*TUJUAN TUGAS A*: Daftarkan setiap baris catatan yang memuat kata "cabinet", lalu salin baris-baris tersebut secara utuh.

━━ KUTIPAN TEKS ━━

Rabu, 10 Januari 2018

Chairul Saleh, Tokoh Murba yang Moncer



Chairul Saleh, Tokoh Murba yang Moncer

“Saya melihat Bung Karno menguraikan pidatonya, tanpa memihak kepada siapa pun. Dia mengatakan bahwa kita semua harus memperbaiki keadaan itu. Dia menyalahkan PKI, dia juga menyalahkan Partai Murba, bahkan dia mungkin kecewa dengan Partai Nasional Indonesia (PNI) pada waktu itu,” kata Sabam Sirait, yang hadir di pertemuan itu sebagai wakil Partai Kristen Indonesia (Parkindo).

Chairul Saleh menjabat sebagai Ketua Persatuan Pemuda Pelajar Indonesia (1940-1942). Setelah Jepang menduduki Indonesia, Chairul menjadi anggota panitia Seinendan, dan masuk menjadi anggota Angkatan Muda Indonesia yang dibentuk Jepang. Entah apa yang terjadi, tiba-tiba berbalik arah anti Jepang dan bertujuan Indonesia Merdeka 100 persen. Chairul ikut membentuk Barisan benteng, menjadi anggota PUTERA, dan Barisan Pelopor yang dipimpin oleh Ir. Soekarno. Masih kurang lagi, Chairul menjabat Wakil Ketua Gerakan Angkatan Baru dan Pemuda.
Chairul Saleh bergabung dalam kelompok Persatuan Perjuangan yang dibentuk atas prakarsa Tan Malaka di Surakarta pada tanggal 4-5 Januari 1946. Awalnya Persatuan Perjuangan bernama Volksfront. Pada tanggal 15-16 Januari 1946 dibentuk Badan Tetap bernama Persatuan Perjuangan (PP). Program utama PP adalah menolak perundingan tanpa dasar pengakuan kemerdekaan 100%. Kala itu, PP didukung KNIP dan semua ormas. Dalam sidang KNIP di Solo, 28 Februari – 2 Maret 1946, KNIP menolak kebijakan Perdana Mentri Syahrir yang kooperatif dengan Belanda dengan hasil yang merugikan Indonesia. Akibatnya, Kabinet Syahrir jatuh. Persatuan Perjuangan mengharapkan Tan Malaka sebagai Perdana Menteri. Adam Malik mengajukan permohonan agar mandat diserahkan ke Tan Malaka, tetapi ditolak Soekarno. Bahkan, Soekarno menunjuk kembali Syahrir sebagai Perdana Mentri (Kabinet Syahrir II) yang dibentuk 12 Maret 1946 dengan mengkompromikan sebagian pendapat Persatuan Perjuangan.

━━━
━━ DAFTAR CATATAN ━━

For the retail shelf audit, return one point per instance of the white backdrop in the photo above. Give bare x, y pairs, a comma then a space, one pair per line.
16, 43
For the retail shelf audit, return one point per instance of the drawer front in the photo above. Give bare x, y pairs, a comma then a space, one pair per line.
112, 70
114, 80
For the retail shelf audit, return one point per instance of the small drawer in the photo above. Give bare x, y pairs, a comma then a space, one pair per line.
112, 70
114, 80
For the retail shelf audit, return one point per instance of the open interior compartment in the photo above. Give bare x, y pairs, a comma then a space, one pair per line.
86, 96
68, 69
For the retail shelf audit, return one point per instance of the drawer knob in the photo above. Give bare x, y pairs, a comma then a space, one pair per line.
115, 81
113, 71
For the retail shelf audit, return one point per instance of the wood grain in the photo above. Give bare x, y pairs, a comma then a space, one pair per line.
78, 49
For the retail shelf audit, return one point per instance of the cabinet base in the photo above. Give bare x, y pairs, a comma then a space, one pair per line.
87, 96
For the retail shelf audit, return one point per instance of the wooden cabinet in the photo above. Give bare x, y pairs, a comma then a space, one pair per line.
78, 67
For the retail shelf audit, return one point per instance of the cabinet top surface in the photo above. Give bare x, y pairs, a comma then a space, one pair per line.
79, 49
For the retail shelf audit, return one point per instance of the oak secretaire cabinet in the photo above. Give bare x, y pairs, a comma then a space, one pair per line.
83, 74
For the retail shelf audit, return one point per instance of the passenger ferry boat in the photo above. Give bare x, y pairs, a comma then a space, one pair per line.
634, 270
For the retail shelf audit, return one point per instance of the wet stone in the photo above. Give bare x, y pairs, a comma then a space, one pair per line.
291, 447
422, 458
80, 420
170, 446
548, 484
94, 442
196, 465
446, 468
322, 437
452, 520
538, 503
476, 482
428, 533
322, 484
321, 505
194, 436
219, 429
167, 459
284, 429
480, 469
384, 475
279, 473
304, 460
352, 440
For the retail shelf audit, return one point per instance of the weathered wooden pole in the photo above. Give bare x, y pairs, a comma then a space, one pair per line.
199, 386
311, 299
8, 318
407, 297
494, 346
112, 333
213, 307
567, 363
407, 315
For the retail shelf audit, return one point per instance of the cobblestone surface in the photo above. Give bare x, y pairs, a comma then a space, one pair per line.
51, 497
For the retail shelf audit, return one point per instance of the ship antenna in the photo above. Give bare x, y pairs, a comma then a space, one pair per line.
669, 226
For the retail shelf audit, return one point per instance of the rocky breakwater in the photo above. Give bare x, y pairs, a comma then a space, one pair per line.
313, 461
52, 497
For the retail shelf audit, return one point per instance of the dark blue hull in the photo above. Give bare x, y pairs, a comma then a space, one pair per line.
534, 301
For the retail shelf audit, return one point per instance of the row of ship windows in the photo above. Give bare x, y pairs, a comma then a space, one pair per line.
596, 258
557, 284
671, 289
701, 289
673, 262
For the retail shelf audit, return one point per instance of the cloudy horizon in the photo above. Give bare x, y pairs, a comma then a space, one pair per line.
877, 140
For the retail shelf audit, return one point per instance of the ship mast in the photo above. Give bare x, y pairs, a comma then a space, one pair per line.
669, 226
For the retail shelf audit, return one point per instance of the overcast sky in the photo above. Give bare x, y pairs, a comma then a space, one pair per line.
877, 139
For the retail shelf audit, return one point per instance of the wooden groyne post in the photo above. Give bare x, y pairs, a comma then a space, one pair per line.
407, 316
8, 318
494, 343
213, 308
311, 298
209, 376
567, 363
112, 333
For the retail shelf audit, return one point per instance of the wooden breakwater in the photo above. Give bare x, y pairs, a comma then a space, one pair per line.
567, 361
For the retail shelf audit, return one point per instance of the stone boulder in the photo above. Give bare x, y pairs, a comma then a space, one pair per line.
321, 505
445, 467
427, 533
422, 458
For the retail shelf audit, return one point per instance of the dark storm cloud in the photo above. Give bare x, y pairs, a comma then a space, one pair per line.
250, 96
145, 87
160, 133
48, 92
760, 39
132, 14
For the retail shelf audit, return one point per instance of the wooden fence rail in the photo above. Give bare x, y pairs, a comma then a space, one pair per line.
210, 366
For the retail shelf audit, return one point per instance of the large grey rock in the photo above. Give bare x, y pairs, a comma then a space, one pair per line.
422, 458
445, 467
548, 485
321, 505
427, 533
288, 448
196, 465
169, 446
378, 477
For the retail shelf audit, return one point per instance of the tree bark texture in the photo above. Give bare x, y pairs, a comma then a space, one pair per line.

━━━

*TUJUAN TUGAS B*: Tentukan apakah setiap pernyataan berikut sesuai dengan teks tentang Chairul Saleh, lalu jawab ya atau tidak disertai kutipan persis dari teks yang menjadi penentunya. (i) Chairul Saleh pernah menjabat Ketua Persatuan Pemuda Pelajar Indonesia pada 1940-1942. (ii) Soekarno menerima permohonan Adam Malik agar mandat diserahkan kepada Tan Malaka. (iii) Persatuan Perjuangan pada awalnya bernama Volksfront.

*HASIL AKHIR A*:
For the retail shelf audit, return one point per instance of the cabinet base in the photo above. Give bare x, y pairs, a comma then a space, one pair per line.
For the retail shelf audit, return one point per instance of the wooden cabinet in the photo above. Give bare x, y pairs, a comma then a space, one pair per line.
For the retail shelf audit, return one point per instance of the cabinet top surface in the photo above. Give bare x, y pairs, a comma then a space, one pair per line.
For the retail shelf audit, return one point per instance of the oak secretaire cabinet in the photo above. Give bare x, y pairs, a comma then a space, one pair per line.

*HASIL AKHIR B*:
(i) Ya: "Chairul Saleh menjabat sebagai Ketua Persatuan Pemuda Pelajar Indonesia (1940-1942)."
(ii) Tidak: "Adam Malik mengajukan permohonan agar mandat diserahkan ke Tan Malaka, tetapi ditolak Soekarno."
(iii) Ya: "Awalnya Persatuan Perjuangan bernama Volksfront."